Supplied material
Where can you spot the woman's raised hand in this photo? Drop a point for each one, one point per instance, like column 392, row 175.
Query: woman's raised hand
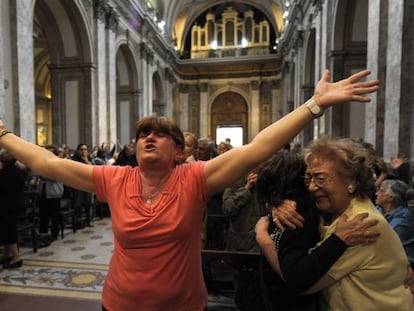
column 350, row 89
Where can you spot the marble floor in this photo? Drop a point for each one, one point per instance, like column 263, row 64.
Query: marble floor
column 68, row 274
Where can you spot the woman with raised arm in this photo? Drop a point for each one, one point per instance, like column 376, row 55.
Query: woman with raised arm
column 156, row 207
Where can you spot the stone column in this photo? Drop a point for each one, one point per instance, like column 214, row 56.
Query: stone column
column 3, row 81
column 23, row 81
column 111, row 25
column 255, row 110
column 205, row 113
column 144, row 111
column 184, row 122
column 393, row 78
column 373, row 42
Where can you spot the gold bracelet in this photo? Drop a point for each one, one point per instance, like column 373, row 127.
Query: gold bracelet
column 4, row 132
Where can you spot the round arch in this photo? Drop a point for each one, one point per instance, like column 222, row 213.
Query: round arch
column 229, row 109
column 62, row 50
column 127, row 93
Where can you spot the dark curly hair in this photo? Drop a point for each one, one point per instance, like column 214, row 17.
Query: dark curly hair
column 160, row 124
column 280, row 178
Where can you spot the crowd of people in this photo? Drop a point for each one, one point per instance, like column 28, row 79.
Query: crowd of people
column 331, row 221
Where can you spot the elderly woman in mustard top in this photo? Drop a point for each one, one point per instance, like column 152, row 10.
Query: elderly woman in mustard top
column 366, row 276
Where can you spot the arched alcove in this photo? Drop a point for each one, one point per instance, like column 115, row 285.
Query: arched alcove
column 229, row 109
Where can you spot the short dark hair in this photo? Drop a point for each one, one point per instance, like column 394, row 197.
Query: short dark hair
column 280, row 178
column 160, row 124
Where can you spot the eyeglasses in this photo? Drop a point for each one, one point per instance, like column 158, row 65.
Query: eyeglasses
column 318, row 179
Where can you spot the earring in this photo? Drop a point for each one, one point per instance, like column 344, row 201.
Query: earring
column 351, row 189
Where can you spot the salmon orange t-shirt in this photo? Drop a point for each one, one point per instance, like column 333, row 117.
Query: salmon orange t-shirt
column 156, row 264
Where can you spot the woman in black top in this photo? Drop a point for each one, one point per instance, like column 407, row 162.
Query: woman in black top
column 281, row 179
column 12, row 179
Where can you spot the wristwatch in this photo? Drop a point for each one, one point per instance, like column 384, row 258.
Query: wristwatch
column 314, row 108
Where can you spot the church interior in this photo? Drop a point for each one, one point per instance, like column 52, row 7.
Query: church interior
column 84, row 71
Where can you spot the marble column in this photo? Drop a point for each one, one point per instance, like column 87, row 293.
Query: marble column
column 23, row 82
column 99, row 109
column 254, row 110
column 373, row 42
column 110, row 133
column 184, row 108
column 205, row 113
column 3, row 82
column 393, row 78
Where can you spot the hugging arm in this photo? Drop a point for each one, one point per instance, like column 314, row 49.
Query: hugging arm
column 304, row 271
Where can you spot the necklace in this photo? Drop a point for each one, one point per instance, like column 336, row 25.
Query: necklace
column 151, row 198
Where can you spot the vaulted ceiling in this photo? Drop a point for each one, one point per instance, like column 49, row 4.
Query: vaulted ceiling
column 179, row 15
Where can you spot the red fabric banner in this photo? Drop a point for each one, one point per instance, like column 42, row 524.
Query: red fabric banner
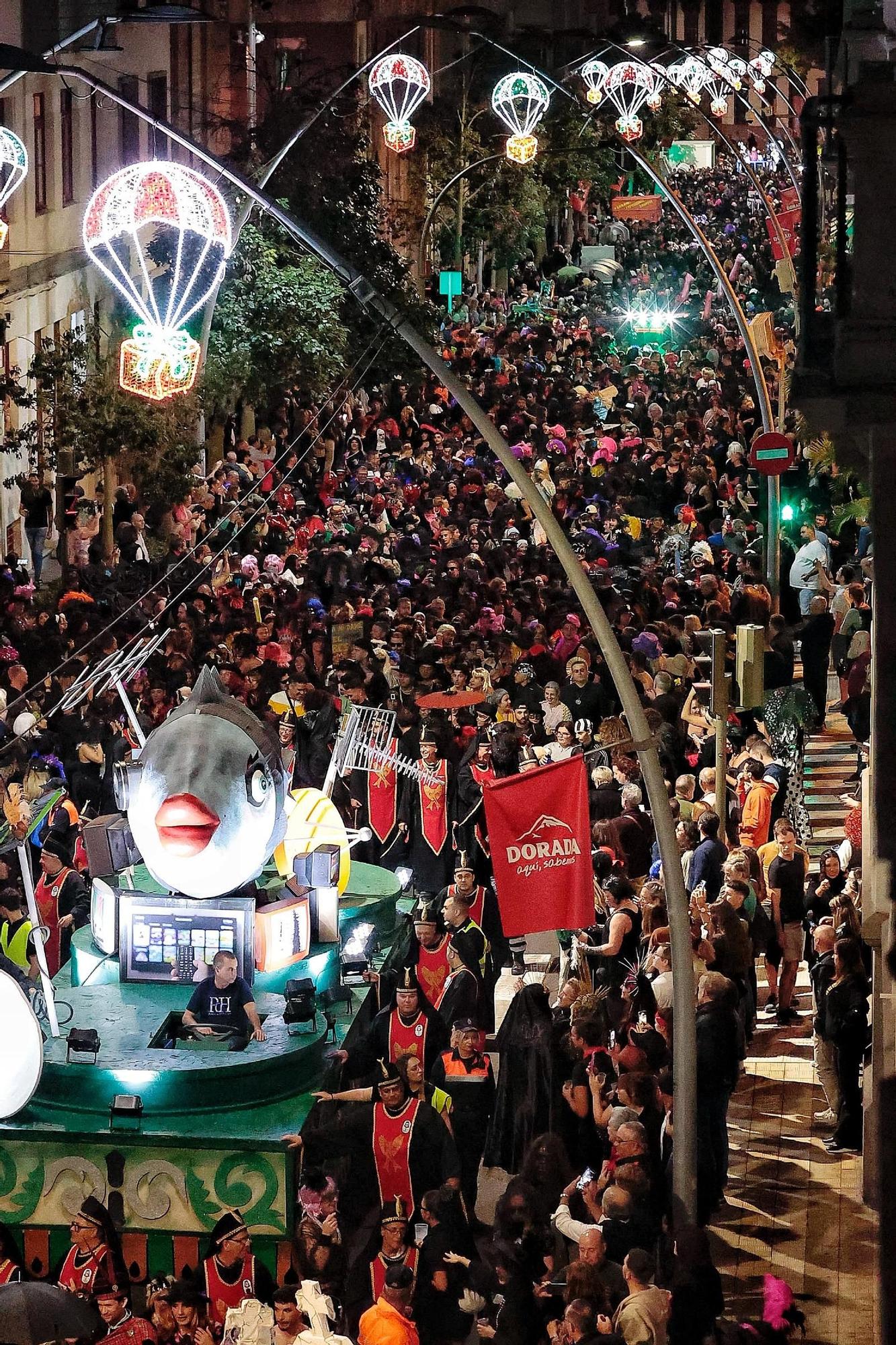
column 541, row 848
column 788, row 221
column 649, row 209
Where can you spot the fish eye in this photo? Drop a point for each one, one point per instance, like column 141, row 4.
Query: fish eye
column 257, row 783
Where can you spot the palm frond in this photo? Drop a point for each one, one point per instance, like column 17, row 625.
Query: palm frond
column 854, row 510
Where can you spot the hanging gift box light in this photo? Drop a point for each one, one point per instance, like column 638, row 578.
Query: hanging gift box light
column 759, row 71
column 654, row 99
column 399, row 84
column 14, row 169
column 521, row 102
column 689, row 76
column 720, row 81
column 594, row 73
column 628, row 85
column 175, row 213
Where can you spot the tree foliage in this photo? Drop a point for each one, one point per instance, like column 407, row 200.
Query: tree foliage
column 276, row 323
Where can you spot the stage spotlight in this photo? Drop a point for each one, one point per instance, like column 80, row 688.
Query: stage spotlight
column 126, row 1106
column 302, row 1005
column 84, row 1042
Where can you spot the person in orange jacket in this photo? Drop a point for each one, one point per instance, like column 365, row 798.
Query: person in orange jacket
column 388, row 1323
column 755, row 796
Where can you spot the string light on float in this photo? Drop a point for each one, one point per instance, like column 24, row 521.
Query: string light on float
column 594, row 73
column 399, row 84
column 521, row 100
column 157, row 206
column 628, row 85
column 14, row 170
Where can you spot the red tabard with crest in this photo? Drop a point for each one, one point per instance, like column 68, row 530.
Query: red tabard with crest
column 434, row 806
column 432, row 970
column 407, row 1039
column 392, row 1152
column 382, row 798
column 224, row 1296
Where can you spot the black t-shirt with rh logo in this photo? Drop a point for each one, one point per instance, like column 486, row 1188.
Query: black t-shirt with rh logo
column 216, row 1008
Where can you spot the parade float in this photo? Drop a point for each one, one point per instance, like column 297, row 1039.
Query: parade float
column 122, row 1102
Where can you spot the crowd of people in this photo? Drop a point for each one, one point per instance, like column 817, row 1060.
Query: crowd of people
column 370, row 552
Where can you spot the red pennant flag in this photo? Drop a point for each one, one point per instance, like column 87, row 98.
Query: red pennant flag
column 541, row 848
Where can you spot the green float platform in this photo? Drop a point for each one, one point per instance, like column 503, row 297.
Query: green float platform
column 210, row 1136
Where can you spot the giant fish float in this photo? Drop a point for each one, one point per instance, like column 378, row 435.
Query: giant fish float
column 206, row 797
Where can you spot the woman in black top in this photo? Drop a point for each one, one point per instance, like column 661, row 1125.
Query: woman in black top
column 846, row 1027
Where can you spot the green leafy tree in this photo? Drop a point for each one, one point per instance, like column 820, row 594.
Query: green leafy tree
column 276, row 323
column 81, row 412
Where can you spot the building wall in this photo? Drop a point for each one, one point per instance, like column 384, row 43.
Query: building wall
column 48, row 283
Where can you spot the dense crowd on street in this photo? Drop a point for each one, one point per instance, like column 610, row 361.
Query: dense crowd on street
column 369, row 551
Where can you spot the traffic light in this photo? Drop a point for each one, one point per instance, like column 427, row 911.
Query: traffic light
column 749, row 652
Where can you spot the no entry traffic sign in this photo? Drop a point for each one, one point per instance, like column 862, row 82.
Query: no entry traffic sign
column 771, row 454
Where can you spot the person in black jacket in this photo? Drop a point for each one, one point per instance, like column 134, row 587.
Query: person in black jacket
column 822, row 973
column 720, row 1048
column 846, row 1026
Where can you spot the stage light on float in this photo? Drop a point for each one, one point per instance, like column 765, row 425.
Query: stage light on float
column 357, row 954
column 521, row 100
column 159, row 206
column 22, row 1048
column 594, row 73
column 14, row 170
column 399, row 84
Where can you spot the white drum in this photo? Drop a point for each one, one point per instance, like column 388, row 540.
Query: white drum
column 22, row 1050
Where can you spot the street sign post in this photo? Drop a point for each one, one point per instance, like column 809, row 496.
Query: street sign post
column 450, row 284
column 771, row 454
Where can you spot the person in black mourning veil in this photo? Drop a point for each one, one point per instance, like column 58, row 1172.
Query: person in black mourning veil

Given request
Copy the material shown above in full and exactly. Skip the pictures.

Result below
Where can you spot the woman's raised hand in this photo? Drop a point for each one, one point per instance, like column 392, row 175.
Query: woman's raised hand
column 350, row 89
Where can you spot the marble floor in this photo? Drop a point for each one, one point per instance, like column 263, row 64.
Query: marble floor
column 68, row 274
Where can you spot the woman with raised arm in this photo? Drop a point for each one, one point per instance, like column 376, row 55.
Query: woman with raised arm
column 156, row 207
Where can you spot the stone column in this photo? Drop a point for each one, one point per instance, like column 214, row 56.
Query: stone column
column 3, row 81
column 23, row 81
column 111, row 25
column 255, row 110
column 205, row 113
column 144, row 111
column 184, row 122
column 393, row 78
column 373, row 42
Where can you spot the gold bracelet in this photo? Drop a point for each one, one point per instance, like column 373, row 127.
Query: gold bracelet
column 4, row 132
Where can you spot the round arch in this photo? Drop a point for each one, one point per instance, like column 222, row 213.
Query: round arch
column 229, row 109
column 62, row 50
column 127, row 93
Where can you spot the dark curly hair in this photo? Drop a point for each one, one point per instance, like column 214, row 17.
Query: dark curly hair
column 160, row 124
column 280, row 178
Where can you spot the crowd of people in this photo? Drop a point for each one, one point per instance, like column 28, row 79.
Query: crowd of people
column 331, row 221
Where can you spot the elderly woman in mustard top in this photo? Drop a point for each one, one point per instance, like column 152, row 10.
Query: elderly woman in mustard top
column 366, row 276
Where can you spot the arched alcove in this photo? Drop a point for each one, one point per instance, like column 115, row 285.
Query: arched alcove
column 229, row 109
Where can you spot the short dark hair in this photo? Drop a point for each one, one point per instance, like column 394, row 197.
Query: short dark hair
column 280, row 178
column 160, row 124
Where can you spot the eyeglasses in this photo? Drop a point for each one, one point per instance, like column 158, row 65.
Query: eyeglasses
column 318, row 179
Where can you spot the earring in this photo? Drop a point for each one, one point per instance, like column 344, row 201.
Query: earring
column 351, row 189
Where can you spot the salmon orange t-shirt in this photo? Drop a point for each one, one point per instance, like column 333, row 117.
Query: salmon orange t-shirt
column 156, row 264
Where can you spot the woman in black top in this photo? Drop a point for each one, one point per instance, like column 407, row 162.
Query: woman in black top
column 281, row 179
column 12, row 179
Where can you spot the wristwatch in this photo? Drop a point for each one, one point per instance, like column 384, row 258.
Query: wristwatch
column 314, row 108
Where can you spot the church interior in this photo? Drop a point for each one, one point per instance, like column 52, row 7.
Query: church interior
column 84, row 71
Where can you spot the marble column in this photo? Drop a point for each one, one point per instance, like column 87, row 293.
Query: marble column
column 23, row 82
column 99, row 109
column 254, row 110
column 373, row 42
column 110, row 133
column 184, row 108
column 205, row 113
column 3, row 82
column 393, row 78
Where can you spot the hugging arm in this photo? Drop a point for each one, one point per instance, like column 314, row 49.
Query: hugging arm
column 304, row 271
Where can you spot the necklace in this photo? Drop a point for each one, one point per instance, like column 336, row 25.
Query: necklace
column 151, row 198
Where can you spot the vaulted ceiling in this photo? Drop a point for each one, one point per instance, like column 49, row 4.
Query: vaulted ceiling
column 179, row 15
Where can you spot the red fabric banner in this photo? Drop a point for each one, one point per instance, like column 42, row 524.
Query: red fabric banner
column 541, row 848
column 788, row 221
column 649, row 209
Where can you spot the fish eye in this photo? Drop a point for each one, one point per instance, like column 141, row 4.
Query: fish eye
column 257, row 783
Where can you spot the palm frond in this photo? Drop a point for each one, one point per instance, like column 17, row 625.
Query: palm frond
column 854, row 510
Where can you spot the hanging gift box light in this photo? Drop a point for each one, one point per instance, like column 638, row 578.
Query: hanging gift box light
column 759, row 71
column 654, row 99
column 399, row 84
column 14, row 169
column 521, row 102
column 689, row 76
column 720, row 81
column 594, row 73
column 628, row 85
column 175, row 213
Where can you spot the tree foliage in this photo? Drop a point for each one, one point per instance, like column 407, row 200.
Query: tree foliage
column 276, row 323
Where can you spot the stage spotlight in this photo? Drop a point for each one, one point per instance, like column 80, row 688.
Query: stage spotlight
column 126, row 1106
column 302, row 1005
column 84, row 1042
Where can you spot the person in orange jacket in this photo? Drop a point for each one, one point per instance, like column 365, row 798.
Query: person in orange jacket
column 388, row 1323
column 755, row 796
Where can you spot the string light on float in this photo? Drop a point for each one, one point per instance, like column 24, row 521.
Query: string light on float
column 594, row 73
column 399, row 84
column 521, row 100
column 157, row 206
column 628, row 85
column 14, row 170
Where can you spot the red tabard with crest in this photo? Drop a point for each one, one point per instance, like column 68, row 530.
Query: red tabard with crest
column 434, row 806
column 432, row 970
column 407, row 1039
column 392, row 1152
column 382, row 798
column 224, row 1296
Where can you spot the black t-shirt with rh logo in this photo? Drop a point for each one, one point per instance, like column 486, row 1188.
Query: black t-shirt with rh logo
column 216, row 1008
Where can you spot the parade float in this photo? Drop a point for each one, one point per instance, like column 297, row 1039.
Query: parade float
column 122, row 1102
Where can you spot the crowd of people in this photo? Drop a point for each one, one point per instance, like column 817, row 1060.
Query: crowd of people
column 370, row 552
Where can you spot the red pennant flag in this photo? Drop a point for each one, one point per instance, like column 87, row 98.
Query: red pennant flag
column 541, row 848
Where can you spot the green float platform in this photo? Drop a point for each one, one point per instance, like column 503, row 297.
Query: green float platform
column 210, row 1136
Where can you spot the giant fish float in this photo? Drop a point for each one, one point per instance, like column 378, row 435.
Query: giant fish float
column 206, row 797
Where can you spot the woman in black top in this photo? Drop a point for each one, one point per instance, like column 661, row 1125.
Query: woman in black top
column 846, row 1027
Where can you spot the green leafy tree in this photo? Drop a point for each one, one point per instance, like column 820, row 594.
Query: green leafy tree
column 276, row 323
column 81, row 412
Where can you spot the building wall in this photo? Drop a point for each one, one point per instance, like column 384, row 43.
Query: building wall
column 48, row 283
Where can you spot the dense crowd on street in this photo? Drop a point for each one, one point per instance, like column 610, row 361.
Query: dense crowd on street
column 369, row 551
Where can you spot the traffic light in this photo? Drop a point for each one, one point per instance, like column 427, row 911.
Query: traffic light
column 749, row 652
Where can you spot the no entry traffic sign in this photo? Drop a point for each one, one point per instance, like column 862, row 82.
Query: no entry traffic sign
column 771, row 454
Where can you spot the person in black jacket in this photo? Drop a point for each one, one point per instance, like column 134, row 587.
Query: person in black jacket
column 822, row 973
column 720, row 1048
column 846, row 1026
Where can you spot the stage light on float in this photo? Drop a point for each one, one point per instance, like column 765, row 425.
Query: stage light on float
column 357, row 954
column 521, row 100
column 159, row 206
column 22, row 1048
column 594, row 73
column 14, row 170
column 399, row 84
Where can you spot the white drum in this photo? Drop a point for each one, one point per instance, like column 388, row 540.
Query: white drum
column 22, row 1050
Where can you spot the street sign post in this photo? Drop a point for each one, one point per instance, like column 809, row 496.
Query: street sign post
column 450, row 284
column 771, row 454
Where can you spot the person in black mourning veil in this photo? Drop a point for each one, one point per instance, like column 58, row 1172.
Query: person in black mourning veil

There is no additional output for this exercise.